Весь кампунг столпился в отдалении и ожидал, чем все это кончится. Через некоторое время офицер, потный и раскрасневшийся, вышел в сопровождении голландца на веранду и, широко расставив короткие толстые ноги в обмотках, прокричал что-то тоненьким визгливым голосом. Солдаты восприняли это как команду и, подталкивая жителей кампунга прикладами, подогнали их к веранде. По знаку офицера к ним подбежал китаец-переводчик. Японец стал говорить речь. Переводчик плохо понимал его отрывистые, резкие взвизгивания, но все же приблизительно перевел смысл. Вот о чем говорил японский офицер.

Японцы и индонезийцы — братья. Императорская армия выполнила свою миссию, освободив Индонезию от жестокого белого империализма. Офицер наглядно продемонстрировал толпе представителя этого самого белого империализма, ткнув пальцем в грудь голландца. Теперь оба народа плечом к плечу будут строить великую процветающую Восточную Азию под эгидой императора Хирохито. Соблюдайте порядок и работайте. Кто не будет соблюдать порядка и усердно работать, пусть пеняет на себя. Для пущей убедительности японец вытащил из ножен кривой клинок и угрожающе помахал им перед толпой. Понятно?

Голландца увезли в лагерь для интернированных. Вместо него остался новый администратор, тот самый китаец, который переводил речь японского офицера.

Сначала на плантации все продолжалось по-старому. Японцы наведывались редко, так как реквизировать у жителей кампунга было нечего. Рабочие собирали молочно-белый латекс, сок каучуковых деревьев и красные гроздья орехов масличной пальмы. Китаец не хуже прежнего администратора-голландца покрикивал и донимал штрафами, а строптивых парней именем японских властей отправлял в трудовые батальоны на строительство дорог и укреплений. Многие из них так никогда и не вернулись в кампунг. Они погибли от недоедания и физического истощения.

## ИЗВЛЕЧЁННЫЕ ДАННЫЕ
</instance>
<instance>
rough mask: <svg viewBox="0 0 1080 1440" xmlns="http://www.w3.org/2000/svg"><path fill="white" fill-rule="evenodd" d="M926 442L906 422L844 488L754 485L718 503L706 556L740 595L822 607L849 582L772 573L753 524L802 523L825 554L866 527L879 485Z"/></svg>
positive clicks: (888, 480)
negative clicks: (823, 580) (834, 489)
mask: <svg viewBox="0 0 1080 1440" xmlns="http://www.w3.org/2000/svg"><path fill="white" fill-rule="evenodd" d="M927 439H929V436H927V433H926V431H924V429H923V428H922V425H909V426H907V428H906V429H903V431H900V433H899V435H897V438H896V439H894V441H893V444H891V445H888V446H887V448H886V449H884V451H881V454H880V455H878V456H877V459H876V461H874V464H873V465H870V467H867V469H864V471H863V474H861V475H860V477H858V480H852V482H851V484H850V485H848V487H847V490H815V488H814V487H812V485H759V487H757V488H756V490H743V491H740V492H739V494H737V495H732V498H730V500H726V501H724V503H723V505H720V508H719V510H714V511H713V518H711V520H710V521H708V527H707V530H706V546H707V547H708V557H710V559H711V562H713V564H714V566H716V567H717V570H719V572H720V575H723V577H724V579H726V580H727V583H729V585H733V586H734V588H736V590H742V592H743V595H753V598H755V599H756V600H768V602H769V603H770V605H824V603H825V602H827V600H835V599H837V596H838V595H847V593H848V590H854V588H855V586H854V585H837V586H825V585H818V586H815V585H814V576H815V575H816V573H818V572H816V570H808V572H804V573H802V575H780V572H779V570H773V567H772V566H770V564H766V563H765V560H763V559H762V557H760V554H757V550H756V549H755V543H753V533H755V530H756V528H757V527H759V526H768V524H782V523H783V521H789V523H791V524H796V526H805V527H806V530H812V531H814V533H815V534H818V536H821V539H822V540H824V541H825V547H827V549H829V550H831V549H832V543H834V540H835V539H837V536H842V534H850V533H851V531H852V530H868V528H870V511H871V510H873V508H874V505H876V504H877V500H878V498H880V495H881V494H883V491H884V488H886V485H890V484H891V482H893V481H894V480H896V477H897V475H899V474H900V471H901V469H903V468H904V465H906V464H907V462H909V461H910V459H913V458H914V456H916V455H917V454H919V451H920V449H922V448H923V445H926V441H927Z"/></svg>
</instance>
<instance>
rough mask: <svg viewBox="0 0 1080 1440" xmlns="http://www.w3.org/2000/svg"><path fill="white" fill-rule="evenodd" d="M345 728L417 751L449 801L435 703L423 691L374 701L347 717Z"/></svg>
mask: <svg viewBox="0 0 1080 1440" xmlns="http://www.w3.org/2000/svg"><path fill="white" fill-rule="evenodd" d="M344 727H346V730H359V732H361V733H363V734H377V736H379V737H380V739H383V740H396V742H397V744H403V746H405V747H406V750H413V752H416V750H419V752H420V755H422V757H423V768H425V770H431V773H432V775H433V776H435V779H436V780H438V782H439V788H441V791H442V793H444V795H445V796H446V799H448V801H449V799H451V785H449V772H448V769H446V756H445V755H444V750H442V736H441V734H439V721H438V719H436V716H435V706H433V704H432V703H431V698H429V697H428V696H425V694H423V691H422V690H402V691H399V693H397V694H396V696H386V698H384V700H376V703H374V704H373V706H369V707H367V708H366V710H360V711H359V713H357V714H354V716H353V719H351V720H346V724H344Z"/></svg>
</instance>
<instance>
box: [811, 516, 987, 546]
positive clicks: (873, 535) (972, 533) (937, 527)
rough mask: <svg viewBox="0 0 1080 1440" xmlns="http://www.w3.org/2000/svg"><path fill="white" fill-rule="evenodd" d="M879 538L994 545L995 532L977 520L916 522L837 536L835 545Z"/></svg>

* * *

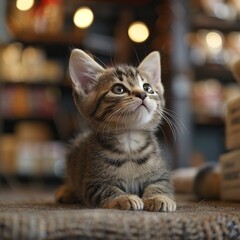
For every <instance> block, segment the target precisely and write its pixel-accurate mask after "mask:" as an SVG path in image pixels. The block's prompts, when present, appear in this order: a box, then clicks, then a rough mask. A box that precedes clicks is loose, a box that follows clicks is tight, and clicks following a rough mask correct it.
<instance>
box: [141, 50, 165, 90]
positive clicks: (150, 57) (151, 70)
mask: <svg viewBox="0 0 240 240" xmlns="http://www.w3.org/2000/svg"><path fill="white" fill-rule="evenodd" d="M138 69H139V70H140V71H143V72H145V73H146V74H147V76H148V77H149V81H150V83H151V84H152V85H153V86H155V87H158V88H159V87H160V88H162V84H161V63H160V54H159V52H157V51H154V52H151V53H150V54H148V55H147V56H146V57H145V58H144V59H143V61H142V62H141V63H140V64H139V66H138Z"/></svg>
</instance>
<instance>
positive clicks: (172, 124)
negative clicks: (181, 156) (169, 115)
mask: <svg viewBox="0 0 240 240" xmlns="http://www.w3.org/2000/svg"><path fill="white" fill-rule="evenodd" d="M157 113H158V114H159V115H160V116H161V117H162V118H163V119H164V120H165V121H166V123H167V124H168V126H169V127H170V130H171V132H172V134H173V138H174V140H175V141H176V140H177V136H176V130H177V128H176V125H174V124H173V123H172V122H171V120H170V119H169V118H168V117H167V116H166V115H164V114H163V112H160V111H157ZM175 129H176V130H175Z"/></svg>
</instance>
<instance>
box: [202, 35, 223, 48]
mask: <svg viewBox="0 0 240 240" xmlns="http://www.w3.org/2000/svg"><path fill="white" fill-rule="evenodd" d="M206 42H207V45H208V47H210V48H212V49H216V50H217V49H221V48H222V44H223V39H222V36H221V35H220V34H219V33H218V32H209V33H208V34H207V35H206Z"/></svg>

## ЗАДАНИЕ
Ответьте на три вопроса по фрагменту текста.
1. Куда увезли голландца?
2. Кто остался на плантации новым администратором?
3. Что собирали рабочие на плантации?

## ОТВЕТ
1. Голландца увезли в лагерь для интернированных.
2. Новым администратором остался китаец, который переводил речь японского офицера.
3. Рабочие собирали молочно-белый латекс (сок каучуковых деревьев) и красные гроздья орехов масличной пальмы.